● Текст для чтения:

EDITOR'S COLUMN - полутона

polutona.ru

Рефлект...куадусешщт #22

EDITOR'S COLUMN



Автор визуальной работы - Elvina Zeltsman

Пролетарии умственного труда, туда и сюда!


Этот номер снова посвящён театру и кино, как мы их понимаем. Вообще редакция планирует делать такие номера чаще. Здесь, как это некогда мечталось, встретились сюрреалисты и гиперреалисты, так что все это уже начинает напоминать пресловутый концептуализм, не к ночи будь помянут!
Заодно напомним, почему сверху на шмуце «neomythological theatre» – ниже свободно беседуют
главный редактор Р.Л.
и режиссер

Олег Липцин
http://www.berkeleydailyplanet.com/article.cfm?issue=09-26-06&storyID=25171
http://www.olegliptsin.com/
http://oliptsin.googlepages.com/:


...как известно, наш журнал носит шапку «neomythological theatre», подчеркивая свою принадлежность к «ТеатральномуКлубу», он же «Чкаловская группа», он же «Hеомифологический Tеатр». Идею журнала подали некогда Вы, когда мы обсуждали, каким быть «ТК»; т.е. у меня и раньше была мечта о самиздат-журнале, но не очень четко представимая.
Итак, насколько то, что имеет место быть, соответствует тому, что подразумевали Вы?
Mне вообще-то хотелось бы, чтобы журнал был значительно более театральным; некогда познакомившая нас, ныне, увы, покойная критик Ира Вергасова, показала моего «Даниила» в журнале «Tеатр», где его с ужасом отвергли. Вот тогда-то я подумал об альтернативном театральном журнале. Теперь это вроде бы неактуально – и тем не менее, каким должен быть сегодня театральный журнал?


Как чаще всего и бывает, большого соответствия между тем, о чем говорится, и тем, что из этого происходит, в нашем случае не наблюдается. И это очень хорошо. Хорошо, потому что говорили мы с Вами о журнале совсем в другую эпоху, совсем в другой стране, и даже совсем в другой театральной ситуации. Если честно, то, предлагая тогда, в конце 80-х, делать театральный журнал, я понятия не имел, зачем это нужно и каким бы мне хотелось такой журнал видеть.

● Задания:
1. Переведите на английский язык предложение из колонки редактора: «Этот номер снова посвящён театру и кино, как мы их понимаем».
2. Напишите продолжение колонки редактора, начиная сразу после её последнего предложения.

● Данные:
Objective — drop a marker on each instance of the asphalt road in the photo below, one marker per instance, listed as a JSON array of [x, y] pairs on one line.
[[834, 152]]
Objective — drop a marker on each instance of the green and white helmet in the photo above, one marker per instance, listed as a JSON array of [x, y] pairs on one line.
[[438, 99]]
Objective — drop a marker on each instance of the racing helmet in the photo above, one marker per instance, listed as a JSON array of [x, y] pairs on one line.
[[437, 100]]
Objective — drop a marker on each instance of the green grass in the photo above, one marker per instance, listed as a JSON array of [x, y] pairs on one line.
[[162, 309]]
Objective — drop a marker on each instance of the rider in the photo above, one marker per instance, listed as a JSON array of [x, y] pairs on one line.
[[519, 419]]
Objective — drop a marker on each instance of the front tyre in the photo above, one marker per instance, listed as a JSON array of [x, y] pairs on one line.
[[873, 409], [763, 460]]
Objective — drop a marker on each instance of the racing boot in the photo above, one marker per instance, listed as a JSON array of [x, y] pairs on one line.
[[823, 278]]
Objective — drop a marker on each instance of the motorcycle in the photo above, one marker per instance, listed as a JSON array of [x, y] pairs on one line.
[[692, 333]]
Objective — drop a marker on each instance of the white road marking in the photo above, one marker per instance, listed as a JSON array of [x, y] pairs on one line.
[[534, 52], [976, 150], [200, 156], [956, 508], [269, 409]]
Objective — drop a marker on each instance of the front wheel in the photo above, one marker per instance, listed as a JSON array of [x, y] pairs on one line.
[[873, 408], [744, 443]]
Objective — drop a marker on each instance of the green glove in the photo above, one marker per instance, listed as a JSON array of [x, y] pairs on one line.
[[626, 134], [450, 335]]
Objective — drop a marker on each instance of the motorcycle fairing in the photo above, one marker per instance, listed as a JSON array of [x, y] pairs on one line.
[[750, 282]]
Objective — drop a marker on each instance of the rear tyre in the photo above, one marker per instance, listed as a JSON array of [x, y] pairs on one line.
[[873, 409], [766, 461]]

● Ответы:
1. This issue is once again devoted to theater and film as we understand them.

2.
Но теперь, спустя почти 20 лет, находясь совсем в другой реальности, мне кажется, я стал что-то понимать об идее театрального журнала. Во-первых, стоит разграничить наше понимание: говорим ли мы о журнале о театре или говорим о журнале, создающемся по театральным законам? Разумеется, возможен вариант журнала о театре, который делается по театральному закону, но это уже почти клинический случай. Так что лучше останемся в поле нормальности.
Первый и более простой вариант: журнал, посвященный театральным событиям, деятелям театра, драматургии, теории и т.п. Как говорится, их есть у меня. Причем навалом. Такие журналы были всегда: «Театр», «Театральная жизнь», «Украинский театр», «Сцена», «Theatre en Europe» и т.д., и т.п. Функции, которые они с горем пополам выполняют суть: реклама, информация, стабилизация театральной иерархии, продвижение драматургов, режиссеров, спектаклей на театральный рынок. Т.е., это некоторая машина (с невысоким КПД) по завоеванию территории на театральном рынке. Очевидно, что к этому варианту можно больше не возвращаться.
Второй тип театрального журнала – журнал любого содержания, построенный по театральным принципам, т.е.: игры, художественной целостности, драматической интриги, стилистического разнообразия, масочности, интерактивности – список можно продолжать. Этот тип становится, на мой взгляд, сегодня очень востребованным, учитывая физическое умирание театра, сдачу им физический позиций в пространстве, – эмиграция на бумагу или в виртуальный мир вполне современна.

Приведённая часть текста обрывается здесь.